WHAT YOU SHOULD DO:
Return all of the entries below, word for word. Omit each picture.

PROVIDED INFORMATION:
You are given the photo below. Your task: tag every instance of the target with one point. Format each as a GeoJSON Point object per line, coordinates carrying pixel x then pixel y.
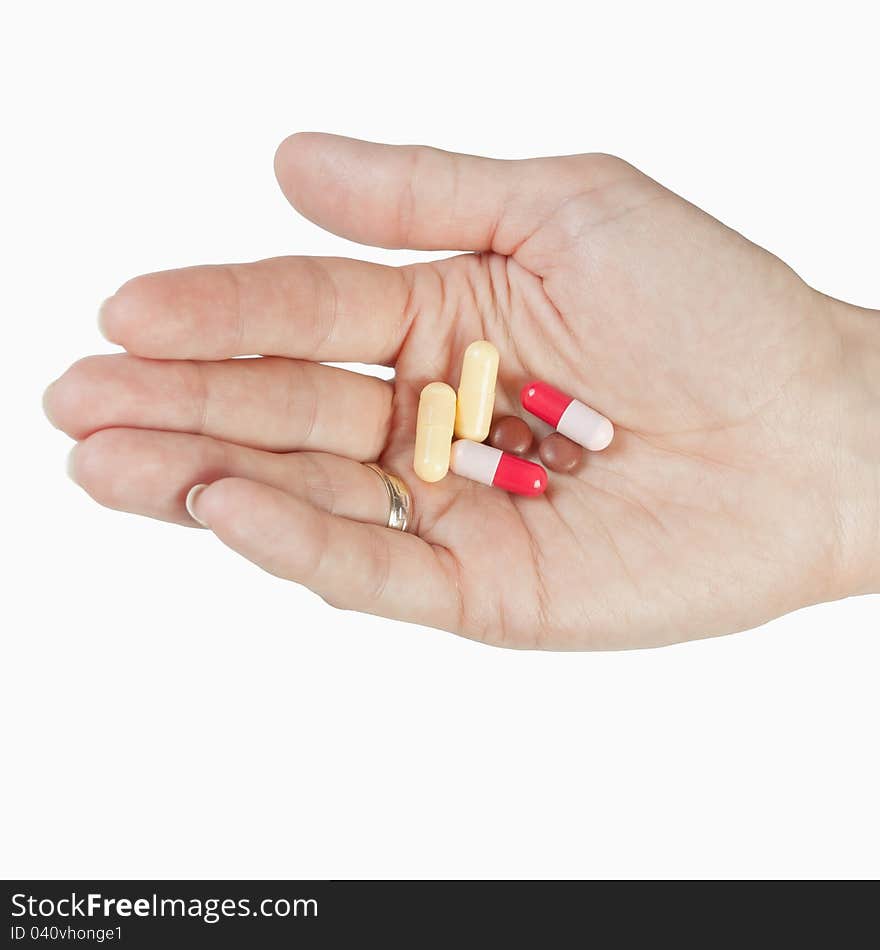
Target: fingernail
{"type": "Point", "coordinates": [191, 498]}
{"type": "Point", "coordinates": [102, 320]}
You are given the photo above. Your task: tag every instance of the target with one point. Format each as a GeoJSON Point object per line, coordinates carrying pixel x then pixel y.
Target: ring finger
{"type": "Point", "coordinates": [269, 403]}
{"type": "Point", "coordinates": [150, 473]}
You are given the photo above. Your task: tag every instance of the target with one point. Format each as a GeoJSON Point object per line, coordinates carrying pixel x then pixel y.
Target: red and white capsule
{"type": "Point", "coordinates": [490, 466]}
{"type": "Point", "coordinates": [568, 416]}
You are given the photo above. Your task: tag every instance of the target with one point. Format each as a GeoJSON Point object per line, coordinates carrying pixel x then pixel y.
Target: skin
{"type": "Point", "coordinates": [742, 481]}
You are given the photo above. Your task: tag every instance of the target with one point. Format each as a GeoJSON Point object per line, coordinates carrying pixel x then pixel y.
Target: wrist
{"type": "Point", "coordinates": [857, 394]}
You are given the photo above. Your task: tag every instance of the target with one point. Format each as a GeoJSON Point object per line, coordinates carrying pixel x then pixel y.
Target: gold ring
{"type": "Point", "coordinates": [399, 499]}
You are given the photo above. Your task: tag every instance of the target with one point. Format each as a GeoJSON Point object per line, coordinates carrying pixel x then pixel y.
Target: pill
{"type": "Point", "coordinates": [511, 434]}
{"type": "Point", "coordinates": [434, 425]}
{"type": "Point", "coordinates": [476, 391]}
{"type": "Point", "coordinates": [568, 416]}
{"type": "Point", "coordinates": [560, 454]}
{"type": "Point", "coordinates": [490, 466]}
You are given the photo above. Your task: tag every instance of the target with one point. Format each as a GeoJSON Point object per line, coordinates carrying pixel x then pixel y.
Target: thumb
{"type": "Point", "coordinates": [424, 198]}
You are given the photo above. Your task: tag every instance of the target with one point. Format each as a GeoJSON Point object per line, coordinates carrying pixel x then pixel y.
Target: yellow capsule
{"type": "Point", "coordinates": [434, 426]}
{"type": "Point", "coordinates": [476, 391]}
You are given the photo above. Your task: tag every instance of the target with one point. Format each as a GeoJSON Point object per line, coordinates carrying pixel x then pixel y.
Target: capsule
{"type": "Point", "coordinates": [490, 466]}
{"type": "Point", "coordinates": [476, 391]}
{"type": "Point", "coordinates": [434, 426]}
{"type": "Point", "coordinates": [568, 416]}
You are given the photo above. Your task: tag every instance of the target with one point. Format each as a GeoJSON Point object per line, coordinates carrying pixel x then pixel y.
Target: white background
{"type": "Point", "coordinates": [171, 711]}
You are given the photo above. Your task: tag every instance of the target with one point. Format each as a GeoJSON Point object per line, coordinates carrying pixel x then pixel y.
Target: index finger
{"type": "Point", "coordinates": [316, 308]}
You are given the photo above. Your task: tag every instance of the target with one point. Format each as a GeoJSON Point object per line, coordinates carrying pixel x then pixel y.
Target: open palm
{"type": "Point", "coordinates": [709, 513]}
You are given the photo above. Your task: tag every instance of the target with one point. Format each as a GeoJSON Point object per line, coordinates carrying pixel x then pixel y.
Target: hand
{"type": "Point", "coordinates": [742, 481]}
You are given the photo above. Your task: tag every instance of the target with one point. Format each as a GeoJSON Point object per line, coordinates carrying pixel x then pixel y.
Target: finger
{"type": "Point", "coordinates": [149, 473]}
{"type": "Point", "coordinates": [269, 403]}
{"type": "Point", "coordinates": [308, 307]}
{"type": "Point", "coordinates": [418, 197]}
{"type": "Point", "coordinates": [351, 565]}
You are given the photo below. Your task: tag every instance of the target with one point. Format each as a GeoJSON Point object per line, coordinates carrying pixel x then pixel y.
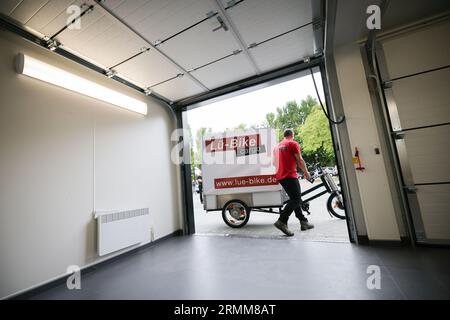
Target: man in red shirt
{"type": "Point", "coordinates": [287, 157]}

ANSWER BELOW:
You are given the photo below. Your task: tag every instance of the target with one point. Format each as a GeoJSON Point object per line, coordinates carrying pixel x then pixel y.
Target: fingernail
{"type": "Point", "coordinates": [191, 498]}
{"type": "Point", "coordinates": [102, 320]}
You are given the photo above. Your task: tag every instance of the target with one point. Format each as a GeoJSON Point object per line, coordinates carrying pixel x then pixel y.
Target: ring finger
{"type": "Point", "coordinates": [269, 403]}
{"type": "Point", "coordinates": [150, 473]}
You are given the photo above. Your task: tag every instance of the target with one point. Format each as a GeoJSON Point object per line, coordinates carrying pixel x then pixel y.
Target: red and white capsule
{"type": "Point", "coordinates": [490, 466]}
{"type": "Point", "coordinates": [568, 416]}
You are given the photo above. Your task: tag every instance of the target with one point. Format each as a GeoJSON Point object per line, coordinates carrying pixel x then pixel y.
Target: skin
{"type": "Point", "coordinates": [742, 481]}
You are given the photo above. Your task: tag every instance of the target with one point. Format each as a GeoJSON Point object per line, coordinates carrying pixel x then pixel y.
Target: wrist
{"type": "Point", "coordinates": [857, 394]}
You are given the photo above. Your task: tag every instance of the target with one point. Format each as a GeoJSON Point object per line, coordinates carrying pixel x then pixel y.
Target: gold ring
{"type": "Point", "coordinates": [399, 499]}
You are given the photo above. Your task: tag every instance of the target with one point. Format each as a GeoJSON Point object per line, coordinates carrying pixel x then pixel y.
Target: pill
{"type": "Point", "coordinates": [511, 434]}
{"type": "Point", "coordinates": [434, 425]}
{"type": "Point", "coordinates": [476, 391]}
{"type": "Point", "coordinates": [568, 416]}
{"type": "Point", "coordinates": [560, 454]}
{"type": "Point", "coordinates": [490, 466]}
You are given the photo above. Your task: tag every instance of the target with one point. Format each as a GeoJSON Point object per line, coordinates carrying pixel x then pixel y.
Target: thumb
{"type": "Point", "coordinates": [424, 198]}
You are given the photo above. Your task: tag every instance of the target with one point. Format each as a GeoJSON Point object per line, coordinates carrying pixel x then pixel y.
Target: yellow capsule
{"type": "Point", "coordinates": [434, 426]}
{"type": "Point", "coordinates": [476, 391]}
You are given the photo above. Your task: tag every instance of the target with one point. Format each as a GeoJSON Point object per line, coordinates carrying pixel x then pixel y.
Target: capsule
{"type": "Point", "coordinates": [490, 466]}
{"type": "Point", "coordinates": [476, 391]}
{"type": "Point", "coordinates": [434, 426]}
{"type": "Point", "coordinates": [568, 416]}
You are given the photo above. Your task: tag every instance of the target with one point. Format each as a GeoJSON Point object per line, coordinates carrying pixel x then pixel y.
Target: white background
{"type": "Point", "coordinates": [171, 711]}
You are given the photo above. Your task: tag every instance of the target with one point. Format each as a GeoJSON Point object per line, coordinates carrying pixel x then pixel y.
Target: index finger
{"type": "Point", "coordinates": [316, 308]}
You are given the photo above. Your task: tag every instance of the target with one point. Format each as a GeoJSON Point object per line, coordinates carrying pixel x then pixel y.
Target: open palm
{"type": "Point", "coordinates": [709, 513]}
You are given the photo above. Your task: tag every instance of the target with one point. Format each as a GeoJSON Point object per line, coordinates carrying pixel x then pixel y.
Target: hand
{"type": "Point", "coordinates": [742, 481]}
You are given the photo above. Your task: tag every instance of the target with one point. Format each as a GeoJSON Point object per line, coordinates carrying pixel x then pixel y.
Target: finger
{"type": "Point", "coordinates": [149, 473]}
{"type": "Point", "coordinates": [269, 403]}
{"type": "Point", "coordinates": [308, 307]}
{"type": "Point", "coordinates": [418, 197]}
{"type": "Point", "coordinates": [351, 565]}
You are given the photo below. Your task: tag every instance of the target with one point. Format each as a GeoJSON Point object per line, coordinates carrying pixel x then pixel y.
Target: man in red shirt
{"type": "Point", "coordinates": [287, 157]}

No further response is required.